# PROBLEM REQUIREMENTS
For the material below, return exactly the lines starting at the one holding "[[258, 121], [282, 172]]" and ending at the one holding "Reviewer note: verify that every instance of the turquoise", counting both as part of the range.

# RECORD SET
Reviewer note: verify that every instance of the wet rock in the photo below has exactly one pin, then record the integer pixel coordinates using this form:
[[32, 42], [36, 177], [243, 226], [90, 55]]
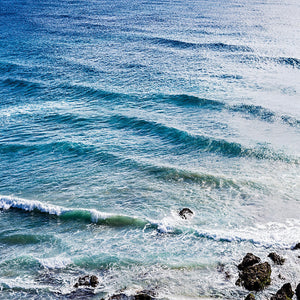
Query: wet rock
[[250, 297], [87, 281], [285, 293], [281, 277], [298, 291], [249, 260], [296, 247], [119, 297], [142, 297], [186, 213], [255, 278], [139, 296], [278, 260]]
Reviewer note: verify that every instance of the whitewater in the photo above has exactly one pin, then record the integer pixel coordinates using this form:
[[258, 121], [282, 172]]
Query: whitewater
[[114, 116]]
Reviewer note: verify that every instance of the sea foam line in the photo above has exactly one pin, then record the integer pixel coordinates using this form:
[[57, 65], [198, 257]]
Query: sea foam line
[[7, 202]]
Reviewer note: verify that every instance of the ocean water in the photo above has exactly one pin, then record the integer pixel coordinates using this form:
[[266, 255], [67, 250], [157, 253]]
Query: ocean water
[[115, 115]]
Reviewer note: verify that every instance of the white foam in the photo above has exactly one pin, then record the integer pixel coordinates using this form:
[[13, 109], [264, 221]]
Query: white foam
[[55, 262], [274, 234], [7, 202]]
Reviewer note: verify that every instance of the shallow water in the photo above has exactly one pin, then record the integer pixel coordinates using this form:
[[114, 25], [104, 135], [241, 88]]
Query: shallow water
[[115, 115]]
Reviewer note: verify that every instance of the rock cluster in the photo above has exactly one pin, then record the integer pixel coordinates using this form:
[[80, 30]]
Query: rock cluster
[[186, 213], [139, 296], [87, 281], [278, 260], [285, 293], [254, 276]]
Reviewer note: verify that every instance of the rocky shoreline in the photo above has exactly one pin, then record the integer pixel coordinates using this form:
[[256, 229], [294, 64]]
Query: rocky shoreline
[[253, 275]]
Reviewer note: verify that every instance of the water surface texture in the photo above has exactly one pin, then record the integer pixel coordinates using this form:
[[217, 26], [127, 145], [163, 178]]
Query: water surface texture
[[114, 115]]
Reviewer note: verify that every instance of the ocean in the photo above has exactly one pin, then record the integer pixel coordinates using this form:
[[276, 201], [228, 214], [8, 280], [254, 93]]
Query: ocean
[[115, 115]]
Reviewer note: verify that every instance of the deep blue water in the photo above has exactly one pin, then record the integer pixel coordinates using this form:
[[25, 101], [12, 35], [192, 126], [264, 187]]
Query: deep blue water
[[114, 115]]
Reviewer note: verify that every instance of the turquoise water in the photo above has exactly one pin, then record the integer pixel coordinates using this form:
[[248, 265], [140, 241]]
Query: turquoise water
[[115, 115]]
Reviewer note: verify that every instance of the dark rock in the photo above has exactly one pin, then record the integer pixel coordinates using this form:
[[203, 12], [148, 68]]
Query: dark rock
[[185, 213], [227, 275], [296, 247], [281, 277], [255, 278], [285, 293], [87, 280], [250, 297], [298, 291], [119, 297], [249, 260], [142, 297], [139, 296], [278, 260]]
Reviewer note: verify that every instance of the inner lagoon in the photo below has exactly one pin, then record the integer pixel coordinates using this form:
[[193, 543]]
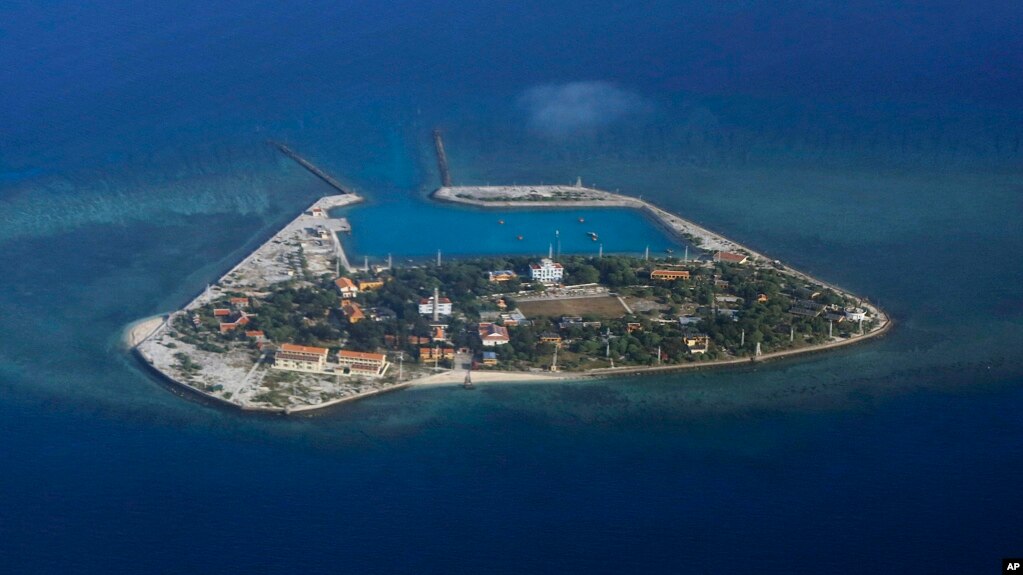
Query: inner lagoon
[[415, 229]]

# TASK ANSWER
[[258, 121], [282, 172]]
Query: whitewater
[[114, 116]]
Reviewer note: verify that every instance of the sea foam line in the photo above has exactly one pin, then record the integer pixel coordinates using this form:
[[57, 65], [198, 257]]
Query: sea foam line
[[7, 202]]
Reviewer note: verify that every instance of the ocean water in the photo above has exactly one pin, then record the integer pixel coordinates using this form:
[[266, 255], [67, 250], [157, 253]]
Query: ocean water
[[115, 115]]
Reviewer note: verify that every instance of the white foam in the photo above has exactly one pin, then record the integer pixel coordinates using this form:
[[13, 109], [264, 221]]
Query: white foam
[[55, 262], [274, 234], [7, 202]]
Reviewer note: verify that every instance of the shallow water in the photo above has exactly one pin, then record the integer pixel coordinates using this form:
[[114, 25], [104, 135], [241, 88]]
Query: shallow water
[[115, 115]]
Reviewer note: verify that every instance of the rock cluster in the photo above has exactly one pin, then record the integer pixel coordinates using this form:
[[80, 30]]
Query: rock cluster
[[186, 213], [139, 296], [87, 281], [278, 260], [285, 293], [254, 276]]
Reviewer note: verify that every instance of the rocky shoreline in the photo above has exactly one pin, then record the integer pixel coordinates using this form:
[[256, 229], [294, 64]]
Query: rocky shoreline
[[253, 275]]
Reviewer note: verify that every instance of the water surface texture in the photo above has exactly one pin, then record the integer pixel coordinates using this form:
[[217, 26], [127, 145], [163, 178]]
Query: water surface texture
[[114, 115]]
Reviewer note: verify that every instance of the ocean in the photo above has exactly one pin, then record the integer pixel coordinates using this form:
[[276, 201], [228, 214], [8, 280], [254, 93]]
Query: ocean
[[115, 115]]
Reviewer note: verify that every instance of the deep blue water in the photo above has exactly one pin, then record the integer pixel coordinates using this form:
[[25, 101], [12, 35], [192, 126], [264, 187]]
Query: deep blue water
[[114, 115]]
Reviewer note: verify that every instance of the turquoise water in the photo above has exactly one pin, then record the integer pixel coordinates using this form:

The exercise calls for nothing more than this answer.